The final song is “Black Phoenix” and begins with an audio montage of TV news reports that tell the story of the killing of African-American youth, often at the hands of law enforcement. The song is an appeal to not forget these lives and to change this trend. There is a measured introductory set of verses with Denitra singing sweetly in contrast to the bitter story matter before the tune increases in energy, tempo, and urgency to sing “rise up, fists up in the air, speak the names of those lost” and then actually saying those names.
Terry explains, “We could have chosen from many more songs we have, but these four were the most ready and had the greatest fan responses.” Corey adds, “It is only a four-song EP but I am proud of it because it documents our sound and is something we can share.”
Indeed, these four tunes capture many of the hallmarks of Conkrete God’s music. Corey describes, “It is modern rock – we don’t recycle tired rock clichés. We take that base of rock and roll from the 70s and 80s and bring it up to date. We have to be relevant musically. We also have to be relevant lyrically. When we have something to say, we are going to say it in our music. That is what makes us who we are.” To which Denitra adds “And, of course, it has to be crushing.”
Corey references “Black Phoenix.” “When it was just the three of us, we had that riff for some time. We knew it could be something and we tried it out with every singer that came through the door, but nothing ever worked. Then Denitra came in with the “Black Phoenix” lyrics and they fit. It was like, this riff can only go this way now as part of this tune. This riff has been waiting for Denitra to write that song.”

--- Record excerpts ---

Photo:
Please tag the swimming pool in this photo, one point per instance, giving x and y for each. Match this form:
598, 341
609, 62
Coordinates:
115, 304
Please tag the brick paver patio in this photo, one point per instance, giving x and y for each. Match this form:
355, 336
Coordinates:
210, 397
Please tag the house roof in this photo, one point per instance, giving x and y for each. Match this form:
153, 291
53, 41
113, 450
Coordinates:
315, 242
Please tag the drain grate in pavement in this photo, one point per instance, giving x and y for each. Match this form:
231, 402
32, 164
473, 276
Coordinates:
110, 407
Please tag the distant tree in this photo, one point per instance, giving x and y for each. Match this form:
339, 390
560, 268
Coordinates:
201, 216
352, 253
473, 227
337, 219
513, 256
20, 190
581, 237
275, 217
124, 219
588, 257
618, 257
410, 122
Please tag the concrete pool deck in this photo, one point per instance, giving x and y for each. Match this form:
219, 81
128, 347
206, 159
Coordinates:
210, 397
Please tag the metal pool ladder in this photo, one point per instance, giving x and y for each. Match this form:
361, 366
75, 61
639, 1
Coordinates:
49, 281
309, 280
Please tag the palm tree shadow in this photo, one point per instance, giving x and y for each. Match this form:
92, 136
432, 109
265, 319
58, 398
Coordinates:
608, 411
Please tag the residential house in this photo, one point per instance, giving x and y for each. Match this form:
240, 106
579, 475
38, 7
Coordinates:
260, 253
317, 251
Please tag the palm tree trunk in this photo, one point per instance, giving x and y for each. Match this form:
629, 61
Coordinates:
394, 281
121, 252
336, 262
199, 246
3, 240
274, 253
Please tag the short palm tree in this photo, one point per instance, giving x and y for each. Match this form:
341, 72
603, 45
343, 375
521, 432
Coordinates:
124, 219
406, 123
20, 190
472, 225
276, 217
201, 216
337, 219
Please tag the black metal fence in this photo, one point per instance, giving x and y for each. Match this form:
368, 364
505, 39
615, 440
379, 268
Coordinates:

--- Exercise prompt ---
Write the next part of the text about Conkrete God's EP, starting after its final sentence. The lines above are separate material and have no connection to the text about Conkrete God.

--- Result for this exercise ---
Denitra picks up, “We write music that is hard-hitting, yet also has positive messages. As we were starting to write songs it was something that happened naturally and not necessarily deliberately, but it became something that we wanted to continue to create. We want to continue with this direction in that we are not just playing music, but we are also providing messages wrapped in music in a way that people can enjoy. Songs like “Black Phoenix” or “Free” solidified that this is what and who we wanted to be.” She continues, “As far as our music is concerned, some hard rock bands can play hard and fast but they may not be very musical. Being musical is important to us and one thing we always talk about and work on is dynamics because we have all been to concerts and shows where it is too loud for just for the sake of being loud. So even in our songs that are super crushing there are dynamics and you can hear the lyrics or hear the guitar parts. “
Norm concurs, “A lot of what we do musically can sometimes be thought of as a throwback in that growing up you could hear music that was just as moving and just as impactful as a song’s lyrics. You felt something with the music. Certainly, some artists have carried on at that level, but a lot of music today has moved away from well thought out music and melody and it can be more style than substance.”
Corey is more direct in his assessment, “What in the hell happened? So much popular music has become whiny rock. There used to be riffs, layers and textures. We chose the Conkrete God name to evoke a sense of something being solid, being hard. With all the other elements in our music, we keep this top of mind.”
The mashup of music with punk energy, hard rock flourishes, emphasis on dynamics, and thoughtful lyrics seems second nature to the band, yet they have learned that their special mix can baffle those with narrow expectations. Some venues initially may not know what to expect from Conkrete God, certainly not an African American quintet that learned from the fathers of arena rock and who like to cover Motorhead songs. While it is difficult to typecast this band, people sometimes wrongly do.
Lindsey relates one story, “We were booked in a place south of the city. We walk in and there are Confederate flags hanging from the ceiling, like this is the most Caucasian bar that you can think of. We are definitely the only black people in the entire bar. As we load-in, we hear comments like “Oh, we might get some R&B and some soul tonight.” He continues, “However, we start to play. The kitchen stops production. Everyone comes out of the back to see what is going on. By the time we are done with the night, the most hardcore bikers with braided beards were giving us hugs and high-fives telling us “you guys are so awesome.” We have had almost exactly the same reactions happen at venues in the city. People don’t know what hit them. The upside is that it shows that we can go into any venue, rock hard, and make new fans, and still be relevant to everyone there.”
Corey interjects “If we get the opportunity to play… The challenge is there sometimes are issues getting gigs. We have some venues that see our picture and, despite my emailed press kits with descriptions of the band and our music, and respond ‘We don’t do R&B.’ My response to them is ‘Good, neither do we.’”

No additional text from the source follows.